• [Short task]: The records below are to be repeated in full, exactly as they are.

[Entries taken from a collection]
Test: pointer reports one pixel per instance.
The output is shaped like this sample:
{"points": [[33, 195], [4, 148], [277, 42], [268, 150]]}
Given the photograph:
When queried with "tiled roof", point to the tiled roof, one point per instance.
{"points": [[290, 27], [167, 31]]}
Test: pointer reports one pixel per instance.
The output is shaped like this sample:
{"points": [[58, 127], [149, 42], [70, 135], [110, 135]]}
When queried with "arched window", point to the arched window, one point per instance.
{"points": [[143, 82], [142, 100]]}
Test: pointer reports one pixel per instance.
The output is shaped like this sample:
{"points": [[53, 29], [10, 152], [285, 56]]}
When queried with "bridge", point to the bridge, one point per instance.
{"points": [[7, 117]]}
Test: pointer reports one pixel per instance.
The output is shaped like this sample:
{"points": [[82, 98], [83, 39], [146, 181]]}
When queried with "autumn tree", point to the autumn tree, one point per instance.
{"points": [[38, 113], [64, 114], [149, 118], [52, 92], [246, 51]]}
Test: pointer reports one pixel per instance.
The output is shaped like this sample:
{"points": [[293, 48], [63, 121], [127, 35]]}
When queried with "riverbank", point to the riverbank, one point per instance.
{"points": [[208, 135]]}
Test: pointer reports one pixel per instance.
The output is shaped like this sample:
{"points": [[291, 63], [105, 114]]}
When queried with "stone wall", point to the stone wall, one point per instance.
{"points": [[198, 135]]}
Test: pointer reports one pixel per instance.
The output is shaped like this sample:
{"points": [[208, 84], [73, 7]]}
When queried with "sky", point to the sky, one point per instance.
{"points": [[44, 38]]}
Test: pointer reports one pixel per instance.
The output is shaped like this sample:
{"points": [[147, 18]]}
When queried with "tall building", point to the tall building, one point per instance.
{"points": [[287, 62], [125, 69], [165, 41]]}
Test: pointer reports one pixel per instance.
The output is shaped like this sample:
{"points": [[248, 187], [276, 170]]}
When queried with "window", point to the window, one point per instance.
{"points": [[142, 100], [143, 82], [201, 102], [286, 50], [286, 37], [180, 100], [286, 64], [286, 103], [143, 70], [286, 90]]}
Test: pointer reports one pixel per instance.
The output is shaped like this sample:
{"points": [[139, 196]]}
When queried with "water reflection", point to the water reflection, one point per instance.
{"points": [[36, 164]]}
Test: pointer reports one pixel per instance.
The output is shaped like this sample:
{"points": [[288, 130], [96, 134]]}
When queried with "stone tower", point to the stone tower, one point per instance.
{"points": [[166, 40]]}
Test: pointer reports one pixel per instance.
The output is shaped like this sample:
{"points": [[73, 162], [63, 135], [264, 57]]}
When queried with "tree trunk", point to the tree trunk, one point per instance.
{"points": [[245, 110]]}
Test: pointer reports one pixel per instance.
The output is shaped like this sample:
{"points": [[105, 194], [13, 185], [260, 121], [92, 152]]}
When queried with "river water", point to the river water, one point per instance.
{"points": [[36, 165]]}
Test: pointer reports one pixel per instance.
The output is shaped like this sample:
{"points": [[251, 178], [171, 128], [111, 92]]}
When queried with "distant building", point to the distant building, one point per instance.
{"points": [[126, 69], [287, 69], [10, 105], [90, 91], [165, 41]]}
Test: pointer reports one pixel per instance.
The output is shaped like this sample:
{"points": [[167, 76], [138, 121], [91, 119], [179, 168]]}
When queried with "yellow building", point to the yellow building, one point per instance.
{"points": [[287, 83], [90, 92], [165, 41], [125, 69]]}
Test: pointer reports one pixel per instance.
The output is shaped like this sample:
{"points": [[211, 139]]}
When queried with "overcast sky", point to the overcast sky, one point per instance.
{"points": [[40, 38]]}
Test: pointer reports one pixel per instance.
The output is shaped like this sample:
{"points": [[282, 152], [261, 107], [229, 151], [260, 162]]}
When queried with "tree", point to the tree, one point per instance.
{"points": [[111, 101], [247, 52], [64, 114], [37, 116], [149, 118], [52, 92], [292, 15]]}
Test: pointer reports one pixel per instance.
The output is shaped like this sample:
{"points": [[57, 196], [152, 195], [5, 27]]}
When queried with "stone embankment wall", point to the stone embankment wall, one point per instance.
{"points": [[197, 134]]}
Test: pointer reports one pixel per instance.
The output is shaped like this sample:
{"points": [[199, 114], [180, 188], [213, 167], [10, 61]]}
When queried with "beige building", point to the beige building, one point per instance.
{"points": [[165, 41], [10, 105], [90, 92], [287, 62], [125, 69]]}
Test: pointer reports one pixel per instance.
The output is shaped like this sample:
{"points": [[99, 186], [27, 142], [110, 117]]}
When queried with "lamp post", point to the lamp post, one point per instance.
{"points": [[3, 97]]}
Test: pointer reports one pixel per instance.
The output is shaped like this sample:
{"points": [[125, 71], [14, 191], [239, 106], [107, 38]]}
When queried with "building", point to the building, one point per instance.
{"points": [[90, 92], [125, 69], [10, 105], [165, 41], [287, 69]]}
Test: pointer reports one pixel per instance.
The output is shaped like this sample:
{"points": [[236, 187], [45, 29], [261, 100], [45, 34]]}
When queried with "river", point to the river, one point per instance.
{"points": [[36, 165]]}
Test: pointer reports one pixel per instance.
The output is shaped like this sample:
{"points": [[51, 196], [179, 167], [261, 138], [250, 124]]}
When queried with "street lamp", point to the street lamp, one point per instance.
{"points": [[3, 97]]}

• [Correct answer]:
Test: pointer reports one pixel per instance.
The output is shaped like this sample:
{"points": [[33, 195], [4, 148], [277, 42], [268, 150]]}
Given the photograph:
When queried with "tiled roof", point to the tiled roof, one point per instance.
{"points": [[290, 27], [167, 31]]}
Test: pointer reports one pixel per instance.
The output is shaped like this sample:
{"points": [[58, 127], [149, 42], [70, 135], [110, 135]]}
When queried with "arched window", point to the arched window, one point per instance.
{"points": [[143, 82], [142, 100]]}
Test: pointer reports one pixel per instance.
The output is shaped like this sample:
{"points": [[53, 29], [10, 152], [285, 56]]}
When queried with "bridge", point to the bridge, one point per instance.
{"points": [[7, 117]]}
Test: pointer reports one pixel per instance.
The output is shaped like this sample:
{"points": [[82, 98], [83, 39], [146, 181]]}
When queried with "autumn tree", point to the autumn tree, one point per instance.
{"points": [[38, 113], [64, 114], [149, 118], [52, 92], [246, 51]]}
Test: pointer reports one pixel per instance.
The output is shaped like this sample:
{"points": [[293, 48], [63, 121], [127, 35]]}
When queried with "riverbank", point to the riverbank, one point per instance.
{"points": [[208, 135]]}
Test: pointer reports one pixel per instance.
The output is shaped like this sample:
{"points": [[291, 63], [105, 114]]}
When queried with "stone wall", point to the stone wall, one point per instance.
{"points": [[198, 135]]}
Test: pointer reports one pixel per instance.
The output is shaped like this sample:
{"points": [[208, 84], [73, 7]]}
When queried with "sky", point to the sky, one point per instance.
{"points": [[44, 38]]}
Test: pointer reports one pixel per instance.
The output is shaped like this sample:
{"points": [[147, 18]]}
When queried with "tall building", point to the tall building, one point per instance.
{"points": [[287, 62], [125, 69], [165, 41]]}
Test: pointer reports one pixel per instance.
The output is shaped like this sample:
{"points": [[248, 187], [276, 170]]}
When queried with "window", point to the window, one point per instance.
{"points": [[142, 100], [143, 82], [201, 102], [286, 50], [286, 37], [180, 100], [286, 64], [286, 103], [143, 70], [286, 90]]}
Test: pointer reports one pixel per instance.
The output is shaped like this sample:
{"points": [[139, 196]]}
When queried with "water reflection", point to the water reflection, one point per instance.
{"points": [[36, 164]]}
Test: pointer reports one pixel per instance.
The output is shaped like this sample:
{"points": [[288, 130], [96, 134]]}
When queried with "stone tower", point to the stone tower, one point per instance.
{"points": [[166, 40]]}
Test: pointer reports one pixel per instance.
The output is shaped like this sample:
{"points": [[73, 162], [63, 135], [264, 57]]}
When queried with "tree trunk", point to the tree trunk, one point per instance.
{"points": [[245, 110]]}
Test: pointer reports one pixel per instance.
The output is shaped like this sample:
{"points": [[105, 194], [13, 185], [260, 121], [92, 152]]}
When queried with "river water", point to the river water, one point per instance.
{"points": [[36, 165]]}
Test: pointer reports one pixel per instance.
The output is shaped like this sample:
{"points": [[251, 178], [171, 128], [111, 92]]}
When queried with "distant building", point to the distant building, one point per instance.
{"points": [[126, 69], [287, 69], [10, 105], [90, 91], [165, 41]]}
Test: pointer reports one pixel per instance.
The output is shaped like this sample:
{"points": [[167, 76], [138, 121], [91, 119], [179, 168]]}
When queried with "yellow building", point to the yellow building, one point per instance.
{"points": [[287, 83], [90, 92], [165, 41], [125, 69]]}
Test: pointer reports one pixel per instance.
The output is shaped like this sample:
{"points": [[211, 139]]}
When queried with "overcast sky", point to the overcast sky, one point per instance.
{"points": [[40, 38]]}
Test: pointer reports one pixel per instance.
The output is shaped like this sample:
{"points": [[282, 152], [261, 107], [229, 151], [260, 162]]}
When queried with "tree", point to the tree, one point per instance.
{"points": [[111, 101], [247, 52], [64, 114], [37, 116], [149, 118], [52, 92], [292, 15]]}
Test: pointer reports one pixel per instance.
The output is shaped like this sample:
{"points": [[57, 196], [152, 195], [5, 27]]}
When queried with "stone embankment wall", point to the stone embankment wall, one point per instance.
{"points": [[197, 134]]}
Test: pointer reports one pixel per instance.
The output is shaped like this sample:
{"points": [[199, 114], [180, 188], [213, 167], [10, 61]]}
When queried with "beige building", point to the beige building, one point per instance.
{"points": [[165, 41], [10, 105], [90, 92], [287, 62], [125, 69]]}
Test: pointer reports one pixel per instance.
The output is shaped like this sample:
{"points": [[99, 186], [27, 142], [110, 117]]}
When queried with "lamp post", point to the lamp post, one point per instance.
{"points": [[3, 97]]}
Test: pointer reports one pixel per instance.
The output is shaped like this sample:
{"points": [[125, 71], [14, 191], [239, 106], [107, 38]]}
When queried with "building", point to the building, one point per instance.
{"points": [[90, 92], [125, 69], [10, 105], [165, 41], [287, 69]]}
Test: pointer reports one pixel per instance.
The output is shaped like this sample:
{"points": [[236, 187], [45, 29], [261, 100], [45, 34]]}
When queried with "river", point to the river, one point per instance.
{"points": [[36, 165]]}
Test: pointer reports one pixel per instance.
The output is shaped like this sample:
{"points": [[51, 196], [179, 167], [261, 138], [250, 124]]}
When queried with "street lamp", point to the street lamp, one point per instance.
{"points": [[3, 97]]}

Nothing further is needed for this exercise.